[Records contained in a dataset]
========

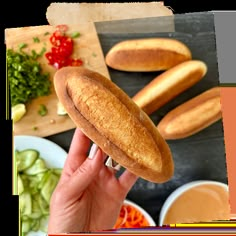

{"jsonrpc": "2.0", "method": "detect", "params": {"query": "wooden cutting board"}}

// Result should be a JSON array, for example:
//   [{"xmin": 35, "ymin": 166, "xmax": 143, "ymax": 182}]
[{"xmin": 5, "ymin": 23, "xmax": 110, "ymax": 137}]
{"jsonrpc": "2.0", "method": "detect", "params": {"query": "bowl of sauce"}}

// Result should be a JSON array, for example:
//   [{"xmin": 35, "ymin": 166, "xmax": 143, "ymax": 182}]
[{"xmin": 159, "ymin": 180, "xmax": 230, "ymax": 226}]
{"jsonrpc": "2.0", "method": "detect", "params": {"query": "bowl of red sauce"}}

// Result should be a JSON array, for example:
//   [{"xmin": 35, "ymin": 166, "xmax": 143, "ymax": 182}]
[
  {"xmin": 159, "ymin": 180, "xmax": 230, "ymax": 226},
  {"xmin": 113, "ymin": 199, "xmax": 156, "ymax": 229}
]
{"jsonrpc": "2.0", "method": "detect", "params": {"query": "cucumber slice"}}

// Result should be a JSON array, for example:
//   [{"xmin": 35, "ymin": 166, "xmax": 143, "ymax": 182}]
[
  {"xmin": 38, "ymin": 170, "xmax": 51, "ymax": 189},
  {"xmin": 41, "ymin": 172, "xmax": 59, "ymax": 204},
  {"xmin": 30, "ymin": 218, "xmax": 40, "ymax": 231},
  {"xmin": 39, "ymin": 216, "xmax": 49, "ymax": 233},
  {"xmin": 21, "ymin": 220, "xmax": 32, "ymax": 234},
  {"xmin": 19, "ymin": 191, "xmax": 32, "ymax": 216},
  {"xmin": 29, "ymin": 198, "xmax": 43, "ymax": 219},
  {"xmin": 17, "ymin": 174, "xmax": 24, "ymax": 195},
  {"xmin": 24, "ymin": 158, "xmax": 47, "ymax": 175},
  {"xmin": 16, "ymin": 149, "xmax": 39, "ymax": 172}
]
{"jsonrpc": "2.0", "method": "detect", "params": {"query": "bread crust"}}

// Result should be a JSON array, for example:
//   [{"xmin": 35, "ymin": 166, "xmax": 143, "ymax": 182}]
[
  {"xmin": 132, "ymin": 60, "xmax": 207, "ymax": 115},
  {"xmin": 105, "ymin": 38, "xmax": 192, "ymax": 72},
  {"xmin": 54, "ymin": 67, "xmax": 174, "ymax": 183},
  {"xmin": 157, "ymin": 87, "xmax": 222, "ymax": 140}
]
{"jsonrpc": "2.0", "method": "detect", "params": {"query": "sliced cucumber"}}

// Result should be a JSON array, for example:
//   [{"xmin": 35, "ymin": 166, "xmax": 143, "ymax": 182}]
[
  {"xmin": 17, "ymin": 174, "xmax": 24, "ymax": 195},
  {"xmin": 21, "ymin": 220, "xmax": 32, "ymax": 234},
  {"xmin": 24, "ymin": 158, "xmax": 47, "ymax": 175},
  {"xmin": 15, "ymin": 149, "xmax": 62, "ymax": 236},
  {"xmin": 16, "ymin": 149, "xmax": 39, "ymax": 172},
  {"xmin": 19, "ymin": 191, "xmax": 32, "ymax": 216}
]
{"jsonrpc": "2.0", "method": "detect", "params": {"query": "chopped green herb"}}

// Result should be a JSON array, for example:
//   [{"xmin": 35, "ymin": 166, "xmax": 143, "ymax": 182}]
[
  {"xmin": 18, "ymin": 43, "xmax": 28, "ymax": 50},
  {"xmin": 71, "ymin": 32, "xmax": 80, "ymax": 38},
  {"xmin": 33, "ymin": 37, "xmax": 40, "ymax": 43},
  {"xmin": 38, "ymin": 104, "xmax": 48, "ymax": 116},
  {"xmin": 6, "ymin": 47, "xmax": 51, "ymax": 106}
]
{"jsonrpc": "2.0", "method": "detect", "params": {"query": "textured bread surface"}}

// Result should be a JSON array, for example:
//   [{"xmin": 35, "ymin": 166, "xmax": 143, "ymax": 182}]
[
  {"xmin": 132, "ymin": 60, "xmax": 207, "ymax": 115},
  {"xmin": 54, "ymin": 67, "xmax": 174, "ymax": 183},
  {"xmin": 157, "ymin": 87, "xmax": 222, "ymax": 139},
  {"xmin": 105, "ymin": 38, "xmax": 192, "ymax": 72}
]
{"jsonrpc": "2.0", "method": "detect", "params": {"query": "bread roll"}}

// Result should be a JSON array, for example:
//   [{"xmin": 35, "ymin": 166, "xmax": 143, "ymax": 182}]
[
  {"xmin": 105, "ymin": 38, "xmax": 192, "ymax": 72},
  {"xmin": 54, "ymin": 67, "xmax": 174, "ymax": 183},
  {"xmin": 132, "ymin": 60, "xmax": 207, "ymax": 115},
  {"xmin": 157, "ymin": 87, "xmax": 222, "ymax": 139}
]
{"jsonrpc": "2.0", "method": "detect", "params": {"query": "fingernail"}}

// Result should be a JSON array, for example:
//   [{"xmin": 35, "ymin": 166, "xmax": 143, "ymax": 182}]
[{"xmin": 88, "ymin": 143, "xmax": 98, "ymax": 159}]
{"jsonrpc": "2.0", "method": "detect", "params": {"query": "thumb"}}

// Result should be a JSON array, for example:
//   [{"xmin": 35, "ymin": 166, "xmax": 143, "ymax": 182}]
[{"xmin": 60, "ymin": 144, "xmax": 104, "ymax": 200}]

========

Every record above should be written out again exactly; the pictures stay out of the copy.

{"jsonrpc": "2.0", "method": "detect", "params": {"query": "wooden cutting board"}}

// Result should be a JSON array, for example:
//   [{"xmin": 35, "ymin": 166, "xmax": 143, "ymax": 182}]
[{"xmin": 5, "ymin": 23, "xmax": 110, "ymax": 137}]
{"jsonrpc": "2.0", "method": "detect", "params": {"query": "bowl of sauce"}}

// Result should be a JSON array, for example:
//   [{"xmin": 35, "ymin": 166, "xmax": 143, "ymax": 182}]
[{"xmin": 159, "ymin": 180, "xmax": 230, "ymax": 226}]
{"jsonrpc": "2.0", "method": "detect", "params": {"query": "bowl of red sauce"}}

// Result should be a JSON array, for example:
//   [{"xmin": 35, "ymin": 166, "xmax": 143, "ymax": 182}]
[
  {"xmin": 159, "ymin": 180, "xmax": 230, "ymax": 226},
  {"xmin": 113, "ymin": 199, "xmax": 156, "ymax": 229}
]
{"jsonrpc": "2.0", "method": "detect", "params": {"query": "cucumber slice"}}

// Result should be a JSON array, for example:
//   [{"xmin": 35, "ymin": 166, "xmax": 143, "ymax": 182}]
[
  {"xmin": 38, "ymin": 170, "xmax": 51, "ymax": 189},
  {"xmin": 41, "ymin": 172, "xmax": 59, "ymax": 204},
  {"xmin": 30, "ymin": 218, "xmax": 40, "ymax": 231},
  {"xmin": 39, "ymin": 216, "xmax": 49, "ymax": 233},
  {"xmin": 21, "ymin": 220, "xmax": 32, "ymax": 234},
  {"xmin": 19, "ymin": 191, "xmax": 32, "ymax": 216},
  {"xmin": 29, "ymin": 198, "xmax": 43, "ymax": 219},
  {"xmin": 17, "ymin": 174, "xmax": 24, "ymax": 195},
  {"xmin": 24, "ymin": 158, "xmax": 47, "ymax": 175},
  {"xmin": 16, "ymin": 149, "xmax": 39, "ymax": 172}
]
{"jsonrpc": "2.0", "method": "detect", "params": {"query": "bread crust"}}

// Result should be a JSON array, for example:
//   [{"xmin": 35, "ymin": 166, "xmax": 143, "ymax": 182}]
[
  {"xmin": 132, "ymin": 60, "xmax": 207, "ymax": 115},
  {"xmin": 105, "ymin": 38, "xmax": 192, "ymax": 72},
  {"xmin": 54, "ymin": 67, "xmax": 174, "ymax": 183},
  {"xmin": 157, "ymin": 87, "xmax": 222, "ymax": 140}
]
{"jsonrpc": "2.0", "method": "detect", "params": {"query": "sliced cucumber"}}

// Result should be a JSON array, for example:
//   [{"xmin": 35, "ymin": 166, "xmax": 143, "ymax": 182}]
[
  {"xmin": 17, "ymin": 174, "xmax": 24, "ymax": 195},
  {"xmin": 21, "ymin": 220, "xmax": 32, "ymax": 234},
  {"xmin": 24, "ymin": 158, "xmax": 47, "ymax": 175},
  {"xmin": 15, "ymin": 149, "xmax": 62, "ymax": 236},
  {"xmin": 16, "ymin": 149, "xmax": 39, "ymax": 172},
  {"xmin": 19, "ymin": 191, "xmax": 32, "ymax": 216}
]
{"jsonrpc": "2.0", "method": "detect", "params": {"query": "chopped green herb"}}

// Result should be a JSON array, for example:
//   [{"xmin": 35, "ymin": 166, "xmax": 143, "ymax": 182}]
[
  {"xmin": 18, "ymin": 43, "xmax": 28, "ymax": 50},
  {"xmin": 71, "ymin": 32, "xmax": 80, "ymax": 38},
  {"xmin": 33, "ymin": 37, "xmax": 40, "ymax": 43},
  {"xmin": 38, "ymin": 104, "xmax": 48, "ymax": 116},
  {"xmin": 6, "ymin": 47, "xmax": 51, "ymax": 106}
]
{"jsonrpc": "2.0", "method": "detect", "params": {"query": "textured bread surface"}}

// Result should be a JSON array, for example:
//   [{"xmin": 35, "ymin": 166, "xmax": 143, "ymax": 182}]
[
  {"xmin": 132, "ymin": 60, "xmax": 207, "ymax": 115},
  {"xmin": 54, "ymin": 67, "xmax": 174, "ymax": 183},
  {"xmin": 157, "ymin": 87, "xmax": 222, "ymax": 139},
  {"xmin": 105, "ymin": 38, "xmax": 192, "ymax": 72}
]
{"jsonrpc": "2.0", "method": "detect", "params": {"query": "bread roll"}}

// Result should be a JSON array, for example:
//   [{"xmin": 35, "ymin": 166, "xmax": 143, "ymax": 182}]
[
  {"xmin": 105, "ymin": 38, "xmax": 192, "ymax": 72},
  {"xmin": 54, "ymin": 67, "xmax": 174, "ymax": 183},
  {"xmin": 132, "ymin": 60, "xmax": 207, "ymax": 115},
  {"xmin": 157, "ymin": 87, "xmax": 222, "ymax": 139}
]
{"jsonrpc": "2.0", "method": "detect", "params": {"query": "fingernail"}}

// Result should be a JSON array, for example:
//   [{"xmin": 35, "ymin": 166, "xmax": 143, "ymax": 182}]
[{"xmin": 88, "ymin": 143, "xmax": 98, "ymax": 159}]
{"jsonrpc": "2.0", "method": "detect", "params": {"query": "thumb"}}

// Result should be a JSON array, for example:
//   [{"xmin": 35, "ymin": 166, "xmax": 143, "ymax": 182}]
[{"xmin": 60, "ymin": 144, "xmax": 104, "ymax": 200}]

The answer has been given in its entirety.